_Activity_
Type out all the data below, word for word.

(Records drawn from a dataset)

- - - -

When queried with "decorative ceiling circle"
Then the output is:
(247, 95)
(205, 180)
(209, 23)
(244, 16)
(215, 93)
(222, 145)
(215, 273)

- - - -

_Answer space_
When queried with "decorative ceiling circle"
Then the output is:
(247, 95)
(205, 180)
(209, 23)
(244, 16)
(215, 93)
(222, 145)
(215, 273)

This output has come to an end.